MÁRIO RUI PIRES, CONSULTOR

O primeiro rosto das Parcerias Público- -Privadas (PPP) no País faz uma análise à forma como o Governo gere e regula a economia nacional, ao mesmo tempo que lança vários avisos à navegação e aponta possíveis caminhos para o futuro, agora sem a preponderância do petróleo.

Esteve durante algum tempo no Ministério da Economia, um organismo relativamente recente (foi criado apenas em 2008), onde chegou a secretário de Estado, depois de um trajecto profissional no sector privado. Qual deve ser o papel do actual Ministério da Economia e Planeamento?

A definição das atribuições é um problema histórico do Ministério da Economia e Planeamento: nunca se focou e continua a não se focar a 100% no apoio ao sector secundário e terciário da economia. Por isso, naquela primeira fase, em 2008-2012 e depois 2012-2017, atendeu o Sector Empresarial Público (SEP) e os projectos estratégicos e estruturantes, mas não muito profundamente. Discutíamos coisas como o Novo Aeroporto Internacional de Luanda, o Porto da Barra do Dande, ou seja, aquilo que eram investimentos públicos de grande monta.

Mas faz sentido ter um ministério só do planeamento?

Sim, porque o Estado ainda tem muito para fazer, como nos sectores da educação e saúde. Eu preciso de uma visão de longo prazo para o País. Contudo, temos de despartidarizar essa visão: hoje é o partido A e amanhã pode estar o partido B no poder. Mas a visão comum é sempre a mesma. E precisamos de números. Tenho de ter a capacidade de dizer que, daqui a 30 anos, pretendo que a minha mortalidade infantil seja metade do que é hoje, que a minha educação seja o dobro do que é hoje. E, se formos ao Parlamento, não me parece que haja grandes divergências ideológicas sobre a saúde e educação.

Parece que há até um certo consenso nesses sectores.

Mas temos de ter esse caminho claramente direccionado e acho que essa é a função do Ministério do Planeamento. Por outro lado, há outra coisa em que o Ministério do Planeamento é fundamental: a coordenação entre entidades, mecanismo que também sofre intromissões do Ministério das Finanças.

◆ MATERIAL DE BASE
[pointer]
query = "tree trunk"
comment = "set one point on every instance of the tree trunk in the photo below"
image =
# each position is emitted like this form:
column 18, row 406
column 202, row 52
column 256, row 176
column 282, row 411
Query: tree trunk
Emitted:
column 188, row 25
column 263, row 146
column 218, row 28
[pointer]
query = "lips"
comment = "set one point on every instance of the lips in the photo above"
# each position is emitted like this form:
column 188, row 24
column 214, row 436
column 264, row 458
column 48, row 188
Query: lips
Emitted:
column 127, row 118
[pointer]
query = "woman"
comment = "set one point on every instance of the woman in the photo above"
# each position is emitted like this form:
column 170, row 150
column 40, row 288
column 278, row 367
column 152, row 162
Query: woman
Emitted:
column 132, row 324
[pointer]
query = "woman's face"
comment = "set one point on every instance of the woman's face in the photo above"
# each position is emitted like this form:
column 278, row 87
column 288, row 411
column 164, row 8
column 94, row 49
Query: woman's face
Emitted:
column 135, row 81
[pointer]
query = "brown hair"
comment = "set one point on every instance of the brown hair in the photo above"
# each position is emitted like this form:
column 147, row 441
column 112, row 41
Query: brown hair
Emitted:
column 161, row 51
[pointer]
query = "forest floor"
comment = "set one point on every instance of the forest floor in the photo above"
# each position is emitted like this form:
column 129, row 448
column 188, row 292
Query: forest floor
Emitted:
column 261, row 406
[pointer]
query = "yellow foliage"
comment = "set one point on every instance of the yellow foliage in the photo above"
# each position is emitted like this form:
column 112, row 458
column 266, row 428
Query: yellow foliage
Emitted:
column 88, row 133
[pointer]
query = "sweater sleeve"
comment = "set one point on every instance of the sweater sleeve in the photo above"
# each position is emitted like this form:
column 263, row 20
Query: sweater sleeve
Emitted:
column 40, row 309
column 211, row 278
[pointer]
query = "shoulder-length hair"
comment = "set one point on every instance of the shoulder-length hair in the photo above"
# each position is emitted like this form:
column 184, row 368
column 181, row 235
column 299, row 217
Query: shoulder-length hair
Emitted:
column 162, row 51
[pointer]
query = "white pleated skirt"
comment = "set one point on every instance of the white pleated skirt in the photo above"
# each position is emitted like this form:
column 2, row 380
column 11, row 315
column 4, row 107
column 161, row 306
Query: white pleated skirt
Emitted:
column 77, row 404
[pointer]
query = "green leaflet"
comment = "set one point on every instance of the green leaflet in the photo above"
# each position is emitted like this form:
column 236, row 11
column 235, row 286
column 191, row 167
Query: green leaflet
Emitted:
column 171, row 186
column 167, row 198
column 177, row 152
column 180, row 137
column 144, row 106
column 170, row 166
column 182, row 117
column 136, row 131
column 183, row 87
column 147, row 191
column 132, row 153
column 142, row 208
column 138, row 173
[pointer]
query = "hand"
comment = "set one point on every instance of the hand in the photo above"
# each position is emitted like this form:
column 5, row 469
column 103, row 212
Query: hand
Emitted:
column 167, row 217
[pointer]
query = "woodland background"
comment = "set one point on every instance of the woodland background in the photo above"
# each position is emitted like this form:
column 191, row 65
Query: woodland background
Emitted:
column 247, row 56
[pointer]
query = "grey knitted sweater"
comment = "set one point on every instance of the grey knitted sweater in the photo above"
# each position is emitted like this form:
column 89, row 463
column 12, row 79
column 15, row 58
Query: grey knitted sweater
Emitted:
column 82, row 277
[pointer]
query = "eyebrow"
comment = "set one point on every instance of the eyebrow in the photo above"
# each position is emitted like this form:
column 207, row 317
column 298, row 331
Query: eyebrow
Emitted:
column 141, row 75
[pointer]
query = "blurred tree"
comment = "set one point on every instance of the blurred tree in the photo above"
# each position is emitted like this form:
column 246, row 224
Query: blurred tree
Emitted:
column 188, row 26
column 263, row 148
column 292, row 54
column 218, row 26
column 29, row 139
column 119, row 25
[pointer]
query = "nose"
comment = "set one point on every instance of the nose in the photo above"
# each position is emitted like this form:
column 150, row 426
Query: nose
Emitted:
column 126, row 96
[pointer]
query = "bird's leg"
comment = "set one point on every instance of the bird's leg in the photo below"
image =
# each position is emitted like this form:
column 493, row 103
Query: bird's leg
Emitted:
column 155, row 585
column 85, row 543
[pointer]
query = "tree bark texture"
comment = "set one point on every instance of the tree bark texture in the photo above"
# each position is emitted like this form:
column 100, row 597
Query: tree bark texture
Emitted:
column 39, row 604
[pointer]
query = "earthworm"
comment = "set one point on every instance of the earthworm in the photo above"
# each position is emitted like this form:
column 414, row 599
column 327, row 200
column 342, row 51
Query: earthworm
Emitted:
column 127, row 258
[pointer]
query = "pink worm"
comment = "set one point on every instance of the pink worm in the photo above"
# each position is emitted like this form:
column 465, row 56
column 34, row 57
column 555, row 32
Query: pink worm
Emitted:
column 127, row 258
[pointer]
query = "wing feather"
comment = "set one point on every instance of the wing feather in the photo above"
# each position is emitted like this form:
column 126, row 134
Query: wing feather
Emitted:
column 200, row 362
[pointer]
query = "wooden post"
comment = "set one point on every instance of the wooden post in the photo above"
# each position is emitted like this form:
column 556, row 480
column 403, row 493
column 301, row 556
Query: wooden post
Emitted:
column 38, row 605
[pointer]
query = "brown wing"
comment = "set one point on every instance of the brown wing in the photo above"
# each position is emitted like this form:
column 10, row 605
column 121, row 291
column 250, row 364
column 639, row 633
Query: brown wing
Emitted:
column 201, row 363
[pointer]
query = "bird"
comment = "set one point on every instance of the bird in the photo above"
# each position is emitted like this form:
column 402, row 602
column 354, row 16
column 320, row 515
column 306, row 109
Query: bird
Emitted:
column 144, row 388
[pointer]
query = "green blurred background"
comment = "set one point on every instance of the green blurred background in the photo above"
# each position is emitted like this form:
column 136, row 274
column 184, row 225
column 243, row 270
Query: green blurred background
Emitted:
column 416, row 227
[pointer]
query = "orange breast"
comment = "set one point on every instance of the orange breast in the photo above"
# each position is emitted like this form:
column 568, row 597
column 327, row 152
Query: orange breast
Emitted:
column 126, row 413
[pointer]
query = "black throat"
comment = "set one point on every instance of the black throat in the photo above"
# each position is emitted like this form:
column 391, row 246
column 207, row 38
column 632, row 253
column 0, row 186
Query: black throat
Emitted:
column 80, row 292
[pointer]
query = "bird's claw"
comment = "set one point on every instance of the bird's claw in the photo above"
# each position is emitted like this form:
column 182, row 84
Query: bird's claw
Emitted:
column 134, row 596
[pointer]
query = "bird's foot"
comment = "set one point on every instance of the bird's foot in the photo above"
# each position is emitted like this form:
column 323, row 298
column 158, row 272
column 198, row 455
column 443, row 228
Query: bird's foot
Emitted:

◆ RESULTADO ESPERADO
Repita sem qualquer alteração o trecho da entrevista que começa em "Sim, porque o" e termina em "consenso nesses sectores.". Para responder, recorra unicamente ao texto.

◆ RESOLUÇÃO DA TAREFA
Sim, porque o Estado ainda tem muito para fazer, como nos sectores da educação e saúde. Eu preciso de uma visão de longo prazo para o País. Contudo, temos de despartidarizar essa visão: hoje é o partido A e amanhã pode estar o partido B no poder. Mas a visão comum é sempre a mesma. E precisamos de números. Tenho de ter a capacidade de dizer que, daqui a 30 anos, pretendo que a minha mortalidade infantil seja metade do que é hoje, que a minha educação seja o dobro do que é hoje. E, se formos ao Parlamento, não me parece que haja grandes divergências ideológicas sobre a saúde e educação.

Parece que há até um certo consenso nesses sectores.